◆ **PROBLEM DETAILS**: Skip every picture while you write out the records below, from the first line through the one that contains "rough mask: <svg", both ends kept.

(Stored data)
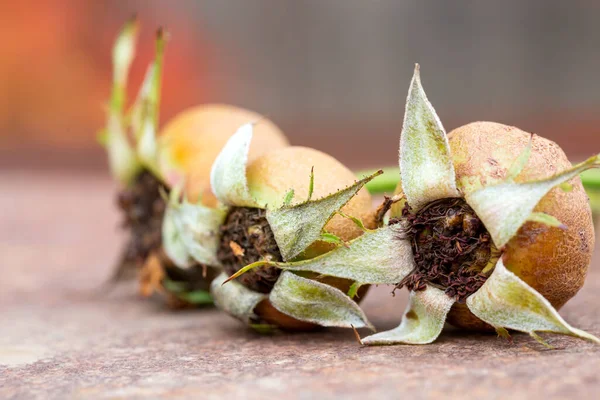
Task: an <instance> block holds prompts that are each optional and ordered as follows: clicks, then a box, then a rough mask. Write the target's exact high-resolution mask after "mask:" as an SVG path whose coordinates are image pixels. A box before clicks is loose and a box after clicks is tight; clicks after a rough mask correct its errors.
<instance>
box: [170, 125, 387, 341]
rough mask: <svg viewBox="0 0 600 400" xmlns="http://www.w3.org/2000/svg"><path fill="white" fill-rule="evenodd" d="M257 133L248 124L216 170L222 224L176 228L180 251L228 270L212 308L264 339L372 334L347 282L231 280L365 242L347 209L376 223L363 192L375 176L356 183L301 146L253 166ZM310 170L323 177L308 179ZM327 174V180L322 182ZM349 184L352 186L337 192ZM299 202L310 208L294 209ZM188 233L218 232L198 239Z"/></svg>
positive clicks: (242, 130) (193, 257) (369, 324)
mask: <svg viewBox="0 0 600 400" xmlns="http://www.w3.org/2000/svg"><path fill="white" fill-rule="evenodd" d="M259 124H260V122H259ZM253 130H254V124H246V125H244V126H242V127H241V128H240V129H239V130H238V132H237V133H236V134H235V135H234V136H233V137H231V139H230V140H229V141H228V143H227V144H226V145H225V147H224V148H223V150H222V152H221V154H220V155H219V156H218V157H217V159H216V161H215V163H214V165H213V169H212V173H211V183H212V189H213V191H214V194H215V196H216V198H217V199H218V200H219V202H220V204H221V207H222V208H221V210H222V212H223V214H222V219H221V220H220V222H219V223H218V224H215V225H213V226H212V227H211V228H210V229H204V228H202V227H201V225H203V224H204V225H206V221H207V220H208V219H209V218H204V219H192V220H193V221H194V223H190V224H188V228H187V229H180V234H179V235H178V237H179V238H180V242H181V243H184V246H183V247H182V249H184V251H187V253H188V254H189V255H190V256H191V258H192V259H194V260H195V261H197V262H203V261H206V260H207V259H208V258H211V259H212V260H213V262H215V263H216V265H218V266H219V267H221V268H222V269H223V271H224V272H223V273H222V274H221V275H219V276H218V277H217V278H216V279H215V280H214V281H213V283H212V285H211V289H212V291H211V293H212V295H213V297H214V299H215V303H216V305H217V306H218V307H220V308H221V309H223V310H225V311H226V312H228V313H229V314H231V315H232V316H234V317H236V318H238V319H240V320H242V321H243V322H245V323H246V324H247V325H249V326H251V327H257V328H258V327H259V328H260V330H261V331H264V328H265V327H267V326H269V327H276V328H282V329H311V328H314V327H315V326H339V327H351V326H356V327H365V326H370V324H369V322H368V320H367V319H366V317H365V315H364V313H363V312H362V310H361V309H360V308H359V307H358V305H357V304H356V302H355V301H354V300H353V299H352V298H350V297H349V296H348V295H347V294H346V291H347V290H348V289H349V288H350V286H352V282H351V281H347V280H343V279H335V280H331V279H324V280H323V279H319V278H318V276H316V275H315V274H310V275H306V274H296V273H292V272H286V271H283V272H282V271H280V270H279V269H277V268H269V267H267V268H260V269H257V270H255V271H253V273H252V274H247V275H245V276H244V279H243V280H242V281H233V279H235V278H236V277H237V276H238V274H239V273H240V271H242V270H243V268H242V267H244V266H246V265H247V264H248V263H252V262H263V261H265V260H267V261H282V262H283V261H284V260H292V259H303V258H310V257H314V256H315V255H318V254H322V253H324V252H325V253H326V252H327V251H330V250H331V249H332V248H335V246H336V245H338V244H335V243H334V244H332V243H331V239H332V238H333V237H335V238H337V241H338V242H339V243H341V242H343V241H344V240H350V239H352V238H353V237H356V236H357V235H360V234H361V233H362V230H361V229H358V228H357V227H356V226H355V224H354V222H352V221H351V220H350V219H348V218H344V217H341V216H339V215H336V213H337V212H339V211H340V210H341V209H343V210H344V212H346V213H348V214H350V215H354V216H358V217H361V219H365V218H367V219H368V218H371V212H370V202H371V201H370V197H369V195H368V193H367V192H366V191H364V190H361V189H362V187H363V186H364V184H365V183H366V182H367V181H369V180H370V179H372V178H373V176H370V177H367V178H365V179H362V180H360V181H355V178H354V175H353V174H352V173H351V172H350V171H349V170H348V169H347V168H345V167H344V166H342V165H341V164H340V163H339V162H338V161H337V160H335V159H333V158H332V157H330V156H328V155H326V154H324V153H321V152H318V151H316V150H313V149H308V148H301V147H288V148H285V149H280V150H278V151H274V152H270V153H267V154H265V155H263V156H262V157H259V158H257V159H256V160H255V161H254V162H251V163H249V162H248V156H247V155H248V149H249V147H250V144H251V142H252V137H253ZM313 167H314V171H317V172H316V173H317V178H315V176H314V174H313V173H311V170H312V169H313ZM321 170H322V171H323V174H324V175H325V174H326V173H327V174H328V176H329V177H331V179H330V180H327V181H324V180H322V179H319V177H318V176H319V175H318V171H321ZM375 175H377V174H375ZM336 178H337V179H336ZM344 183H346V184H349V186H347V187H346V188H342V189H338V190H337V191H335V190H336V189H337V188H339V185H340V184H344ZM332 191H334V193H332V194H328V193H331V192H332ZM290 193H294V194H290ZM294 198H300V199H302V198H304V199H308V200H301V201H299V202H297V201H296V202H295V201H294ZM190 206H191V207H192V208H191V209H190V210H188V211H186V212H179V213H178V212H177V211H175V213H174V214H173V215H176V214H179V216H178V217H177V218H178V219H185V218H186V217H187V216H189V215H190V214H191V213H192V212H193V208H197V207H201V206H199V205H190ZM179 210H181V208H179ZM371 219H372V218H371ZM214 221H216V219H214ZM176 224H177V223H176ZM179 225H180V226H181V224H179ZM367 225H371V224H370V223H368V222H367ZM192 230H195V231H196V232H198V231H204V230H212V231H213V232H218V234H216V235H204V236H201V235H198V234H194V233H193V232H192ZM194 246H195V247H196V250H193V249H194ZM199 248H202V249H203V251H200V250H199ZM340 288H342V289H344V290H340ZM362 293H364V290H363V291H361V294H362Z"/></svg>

◆ **SOLUTION FOR THIS PROBLEM**:
Task: an <instance> block holds prompts that are each optional and ordered as follows: clicks, then a box, then a rough mask. Write the target's exact high-resolution mask after "mask:" as an SVG path whose coordinates are image pixels. A box before clicks is loose and a box after clicks is tight; clicks after a rough mask correct its errors.
<instance>
box: [170, 125, 387, 341]
rough mask: <svg viewBox="0 0 600 400" xmlns="http://www.w3.org/2000/svg"><path fill="white" fill-rule="evenodd" d="M257 133L248 124L216 170L222 224L176 228L180 251L228 270L212 308L264 339L372 334L347 282L231 280L365 242L347 209L376 223L363 192L375 176L356 183L301 146L253 166ZM310 170L323 177L308 179ZM327 174V180L322 182ZM349 184L352 186L337 192ZM299 202L310 208L294 209ZM188 233L218 232L198 239Z"/></svg>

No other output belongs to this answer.